→ **Article**:
« Excusez du peu ! », s’est exclamé le président de la Métropole européenne de Lille (MEL), non sans ironie, en dévoilant le budget de 120 millions d’euros par an jusqu’à la fin du mandat (en 2026) pour « consolider notre réseau routier, les ponts, les pistes et les voies cyclables » en introduction du dernier conseil communautaire de l’année.
Vendredi 17 décembre, le programme pluriannuel d’investissements (PPI) voirie était à l’ordre du jour. Ce dernier fixe les objectifs et le budget des opérations à réaliser en matière de voirie, d’espaces publics et d’aménagements cyclables pour la période 2022 à 2026 sur le territoire métropolitain. Au-delà des discussions sur le rapport d’orientation budgétaire (ROB), qui ont lieu chaque année à la même période avant le vote primitif de février, c’était donc l’une des grandes délibérations de la soirée.
Ce PPI 2022-2026 représente 600 millions d’euros de travaux d’ici la fin du mandat actuel, alors qu’il y a eu près d’un milliard d’euros de demandes effectuées par les maires, soit 3 100 opérations. Là encore, il a fallu arbitrer, en fonction des projets jugés prioritaires. « Il y aura comme toujours de l’impatience, de l’insatisfaction mais tout a été retenu, décalé, étalé dans le temps. [...] On ne peut pas réaliser 3 100 opérations la même année, les entreprises ne pourraient pas le faire ! », s’est justifié Damien Castelain.

→ **Consignes**:
a: Depuis le début des entrées jusqu'à la ligne contenant « 463L249 468L249 473L252 », les deux comprises, présentez les lignes sous forme de liste numérotée, s'il vous plaît, en omettant les lignes vides.
b: Reprenez l'article sur le budget voirie de la Métropole européenne de Lille et poursuivez-le à partir de sa dernière phrase.
L'article et les entrées n'ont aucun lien entre eux.

[Entrées enregistrées]
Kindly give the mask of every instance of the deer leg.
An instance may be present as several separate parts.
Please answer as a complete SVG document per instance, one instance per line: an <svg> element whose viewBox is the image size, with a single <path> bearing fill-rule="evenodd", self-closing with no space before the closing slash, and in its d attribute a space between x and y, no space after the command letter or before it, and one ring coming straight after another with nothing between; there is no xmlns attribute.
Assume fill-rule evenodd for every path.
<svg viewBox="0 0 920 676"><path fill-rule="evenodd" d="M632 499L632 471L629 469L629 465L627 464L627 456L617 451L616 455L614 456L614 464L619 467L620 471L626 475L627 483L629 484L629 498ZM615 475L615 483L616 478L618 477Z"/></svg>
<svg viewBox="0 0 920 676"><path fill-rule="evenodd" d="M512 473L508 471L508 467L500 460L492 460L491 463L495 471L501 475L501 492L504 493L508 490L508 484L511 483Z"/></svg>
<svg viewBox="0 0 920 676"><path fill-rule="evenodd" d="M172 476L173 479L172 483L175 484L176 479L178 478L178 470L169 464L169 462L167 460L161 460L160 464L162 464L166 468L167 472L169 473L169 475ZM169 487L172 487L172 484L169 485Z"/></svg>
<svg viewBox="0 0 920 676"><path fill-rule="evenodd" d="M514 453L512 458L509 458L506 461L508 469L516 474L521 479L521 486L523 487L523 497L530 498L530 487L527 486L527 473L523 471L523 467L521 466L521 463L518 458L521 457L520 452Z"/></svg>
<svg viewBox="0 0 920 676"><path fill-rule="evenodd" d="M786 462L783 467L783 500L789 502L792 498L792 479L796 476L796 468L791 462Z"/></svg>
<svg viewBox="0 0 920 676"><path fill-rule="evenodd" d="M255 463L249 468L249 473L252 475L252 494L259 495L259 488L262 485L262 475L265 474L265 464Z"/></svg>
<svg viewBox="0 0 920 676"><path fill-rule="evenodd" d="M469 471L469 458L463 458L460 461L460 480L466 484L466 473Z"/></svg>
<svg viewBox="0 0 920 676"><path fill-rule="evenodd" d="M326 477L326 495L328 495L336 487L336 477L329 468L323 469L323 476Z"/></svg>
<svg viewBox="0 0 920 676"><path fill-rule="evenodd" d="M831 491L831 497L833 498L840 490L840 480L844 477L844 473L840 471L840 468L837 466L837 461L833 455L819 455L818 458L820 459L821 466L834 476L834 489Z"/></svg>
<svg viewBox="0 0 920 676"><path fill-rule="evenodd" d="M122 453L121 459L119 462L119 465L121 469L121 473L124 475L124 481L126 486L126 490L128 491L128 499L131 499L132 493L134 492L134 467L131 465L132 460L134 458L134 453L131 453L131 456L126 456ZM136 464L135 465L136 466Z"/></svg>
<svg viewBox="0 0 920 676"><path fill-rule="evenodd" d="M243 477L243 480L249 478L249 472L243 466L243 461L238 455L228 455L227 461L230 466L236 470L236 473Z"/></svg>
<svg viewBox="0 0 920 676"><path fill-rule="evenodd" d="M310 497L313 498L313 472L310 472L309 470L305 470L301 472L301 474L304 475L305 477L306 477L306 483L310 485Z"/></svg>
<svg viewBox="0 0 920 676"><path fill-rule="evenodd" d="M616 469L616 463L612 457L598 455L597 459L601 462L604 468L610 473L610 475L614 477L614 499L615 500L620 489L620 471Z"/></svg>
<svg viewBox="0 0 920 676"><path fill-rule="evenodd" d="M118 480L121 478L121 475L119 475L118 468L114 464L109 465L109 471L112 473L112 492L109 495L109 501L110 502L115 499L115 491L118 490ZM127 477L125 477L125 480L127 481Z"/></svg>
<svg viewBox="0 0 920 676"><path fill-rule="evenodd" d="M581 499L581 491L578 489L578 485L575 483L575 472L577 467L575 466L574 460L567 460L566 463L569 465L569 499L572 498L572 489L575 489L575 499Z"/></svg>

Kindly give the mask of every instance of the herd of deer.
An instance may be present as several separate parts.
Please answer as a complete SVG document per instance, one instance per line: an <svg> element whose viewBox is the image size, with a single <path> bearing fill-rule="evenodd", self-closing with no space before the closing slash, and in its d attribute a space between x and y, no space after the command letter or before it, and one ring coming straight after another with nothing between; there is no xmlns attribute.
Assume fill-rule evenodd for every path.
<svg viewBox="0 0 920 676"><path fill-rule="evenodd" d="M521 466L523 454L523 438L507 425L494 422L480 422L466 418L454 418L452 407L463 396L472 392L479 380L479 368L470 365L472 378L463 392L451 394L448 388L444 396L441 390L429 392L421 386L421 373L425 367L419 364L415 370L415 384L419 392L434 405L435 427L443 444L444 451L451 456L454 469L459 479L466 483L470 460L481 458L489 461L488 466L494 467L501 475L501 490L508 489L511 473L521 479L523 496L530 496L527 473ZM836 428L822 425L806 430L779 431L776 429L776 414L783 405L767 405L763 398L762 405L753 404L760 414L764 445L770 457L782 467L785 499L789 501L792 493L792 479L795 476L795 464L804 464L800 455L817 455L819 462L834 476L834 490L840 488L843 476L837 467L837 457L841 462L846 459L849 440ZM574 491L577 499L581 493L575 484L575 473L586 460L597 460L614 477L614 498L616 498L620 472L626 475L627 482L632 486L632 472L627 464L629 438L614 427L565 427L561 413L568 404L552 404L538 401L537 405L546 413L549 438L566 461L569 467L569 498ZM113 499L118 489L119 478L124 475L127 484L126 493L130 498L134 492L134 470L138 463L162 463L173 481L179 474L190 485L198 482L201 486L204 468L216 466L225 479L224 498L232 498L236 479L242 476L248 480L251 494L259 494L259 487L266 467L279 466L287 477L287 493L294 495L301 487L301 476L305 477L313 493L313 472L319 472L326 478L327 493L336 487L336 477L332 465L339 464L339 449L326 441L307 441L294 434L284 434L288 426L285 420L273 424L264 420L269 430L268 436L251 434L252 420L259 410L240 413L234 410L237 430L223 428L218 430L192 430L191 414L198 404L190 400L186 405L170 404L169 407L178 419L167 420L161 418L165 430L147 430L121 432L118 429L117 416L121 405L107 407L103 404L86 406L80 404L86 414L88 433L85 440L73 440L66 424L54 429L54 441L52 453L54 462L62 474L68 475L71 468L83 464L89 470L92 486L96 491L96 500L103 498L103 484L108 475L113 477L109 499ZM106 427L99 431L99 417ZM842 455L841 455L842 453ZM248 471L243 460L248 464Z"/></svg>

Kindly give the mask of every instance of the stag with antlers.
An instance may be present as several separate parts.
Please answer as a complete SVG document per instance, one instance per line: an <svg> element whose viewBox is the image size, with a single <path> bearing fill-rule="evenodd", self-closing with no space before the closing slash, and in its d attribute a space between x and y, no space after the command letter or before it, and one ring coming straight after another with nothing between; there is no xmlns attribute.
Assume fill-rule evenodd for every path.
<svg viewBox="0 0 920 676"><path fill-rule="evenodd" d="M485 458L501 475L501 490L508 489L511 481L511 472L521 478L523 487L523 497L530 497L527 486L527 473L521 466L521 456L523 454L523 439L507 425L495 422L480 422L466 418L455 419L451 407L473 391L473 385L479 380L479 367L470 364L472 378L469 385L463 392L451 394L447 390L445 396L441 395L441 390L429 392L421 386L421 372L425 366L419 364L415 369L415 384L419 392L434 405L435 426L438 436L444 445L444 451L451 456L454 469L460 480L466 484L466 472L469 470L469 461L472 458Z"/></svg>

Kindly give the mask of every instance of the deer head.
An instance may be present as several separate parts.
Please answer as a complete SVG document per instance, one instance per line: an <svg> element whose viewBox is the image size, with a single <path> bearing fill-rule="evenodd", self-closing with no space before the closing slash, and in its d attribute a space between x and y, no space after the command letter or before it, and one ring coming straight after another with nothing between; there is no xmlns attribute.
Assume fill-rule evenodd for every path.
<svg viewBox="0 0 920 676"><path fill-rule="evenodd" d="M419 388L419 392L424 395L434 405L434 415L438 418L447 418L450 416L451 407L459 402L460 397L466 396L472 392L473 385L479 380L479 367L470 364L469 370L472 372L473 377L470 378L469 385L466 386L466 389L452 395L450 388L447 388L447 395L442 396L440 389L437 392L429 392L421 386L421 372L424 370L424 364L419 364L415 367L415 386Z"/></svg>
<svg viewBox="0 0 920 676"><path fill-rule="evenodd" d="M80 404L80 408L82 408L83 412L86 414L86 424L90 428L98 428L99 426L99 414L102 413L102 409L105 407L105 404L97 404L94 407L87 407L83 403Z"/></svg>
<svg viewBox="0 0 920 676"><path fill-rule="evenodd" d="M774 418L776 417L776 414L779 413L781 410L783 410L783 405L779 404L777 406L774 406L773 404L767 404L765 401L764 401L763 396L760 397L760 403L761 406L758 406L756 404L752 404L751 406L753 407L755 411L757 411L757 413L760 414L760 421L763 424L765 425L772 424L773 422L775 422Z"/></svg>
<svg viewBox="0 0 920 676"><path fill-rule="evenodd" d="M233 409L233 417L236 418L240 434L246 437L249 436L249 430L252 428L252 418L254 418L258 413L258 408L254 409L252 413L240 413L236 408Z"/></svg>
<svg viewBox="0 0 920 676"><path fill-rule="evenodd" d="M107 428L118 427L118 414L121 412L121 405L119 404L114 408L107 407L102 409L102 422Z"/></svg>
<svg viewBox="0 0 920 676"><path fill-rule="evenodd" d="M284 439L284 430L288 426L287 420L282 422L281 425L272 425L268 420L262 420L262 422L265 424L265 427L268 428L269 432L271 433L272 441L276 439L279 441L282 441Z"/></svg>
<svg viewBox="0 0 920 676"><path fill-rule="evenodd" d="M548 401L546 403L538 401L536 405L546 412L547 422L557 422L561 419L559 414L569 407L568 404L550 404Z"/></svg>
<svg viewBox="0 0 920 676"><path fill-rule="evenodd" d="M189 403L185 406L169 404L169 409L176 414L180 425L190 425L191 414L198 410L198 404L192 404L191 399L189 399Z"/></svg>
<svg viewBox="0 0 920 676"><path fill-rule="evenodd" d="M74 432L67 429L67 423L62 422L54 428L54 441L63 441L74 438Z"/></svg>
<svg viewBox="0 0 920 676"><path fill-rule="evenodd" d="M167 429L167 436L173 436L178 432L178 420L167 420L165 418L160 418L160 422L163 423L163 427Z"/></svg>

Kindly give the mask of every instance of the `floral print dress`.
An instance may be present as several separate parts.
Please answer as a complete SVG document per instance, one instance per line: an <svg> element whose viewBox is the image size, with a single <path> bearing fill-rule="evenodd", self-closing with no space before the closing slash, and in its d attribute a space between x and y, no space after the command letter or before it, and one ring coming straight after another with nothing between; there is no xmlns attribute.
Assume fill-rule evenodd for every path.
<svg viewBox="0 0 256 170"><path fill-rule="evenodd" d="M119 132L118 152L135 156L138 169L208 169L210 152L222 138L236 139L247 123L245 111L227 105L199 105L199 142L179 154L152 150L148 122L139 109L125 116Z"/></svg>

→ **Réponses attendues**:
a:
1. Kindly give the mask of every instance of the deer leg.
2. An instance may be present as several separate parts.
3. Please answer as a complete SVG document per instance, one instance per line: an <svg> element whose viewBox is the image size, with a single <path> bearing fill-rule="evenodd", self-closing with no space before the closing slash, and in its d attribute a space between x and y, no space after the command letter or before it, and one ring coming straight after another with nothing between; there is no xmlns attribute.
4. Assume fill-rule evenodd for every path.
5. <svg viewBox="0 0 920 676"><path fill-rule="evenodd" d="M632 499L632 471L629 469L629 465L627 464L627 456L617 451L616 455L614 456L614 464L619 467L620 471L626 475L627 483L629 484L629 498ZM615 475L615 483L616 478L618 477Z"/></svg>
6. <svg viewBox="0 0 920 676"><path fill-rule="evenodd" d="M512 473L508 471L508 467L500 460L492 460L491 463L495 471L501 475L501 492L504 493L508 490L508 484L511 483Z"/></svg>
7. <svg viewBox="0 0 920 676"><path fill-rule="evenodd" d="M172 476L173 479L172 483L175 484L176 479L178 478L178 470L169 464L169 462L167 460L161 460L160 464L162 464L166 468L167 472L169 473L169 475ZM169 487L172 487L172 484L169 485Z"/></svg>
8. <svg viewBox="0 0 920 676"><path fill-rule="evenodd" d="M514 453L512 458L509 458L506 461L508 469L516 474L521 479L521 486L523 487L523 497L530 498L530 487L527 486L527 473L523 471L523 467L521 466L521 463L518 458L521 457L520 452Z"/></svg>
9. <svg viewBox="0 0 920 676"><path fill-rule="evenodd" d="M786 462L783 467L783 500L789 502L792 498L792 479L796 476L796 468L791 462Z"/></svg>
10. <svg viewBox="0 0 920 676"><path fill-rule="evenodd" d="M255 463L249 468L249 473L252 475L252 494L259 495L259 488L262 485L262 475L265 474L265 464Z"/></svg>

b:
Contribuer au changement des mobilités
Bernard Gérard, maire de Marcq-en-Barœul et vice-président en charge de la délégation voirie, a exposé les principales obligations de ce PPI. En premier lieu, entretenir un patrimoine métropolitain conséquent, puisqu’il comprend 3 650 kilomètres de chaussée, 9,5 millions de mètres carrés de trottoirs et de places, 660 ouvrages d’art, 900 carrefours à feux… Autre objectif d’envergure auquel peut répondre un plan de voirie ambitieux : « contribuer au changement des mobilités dans la métropole ». Enfin, il s’agit d’accompagner la transformation de l’espace public. « On réalise aujourd’hui des voiries comme on ne le faisait pas avant, a-t-il expliqué. C’est donc aussi se projeter dans une vision nouvelle et d’avenir. »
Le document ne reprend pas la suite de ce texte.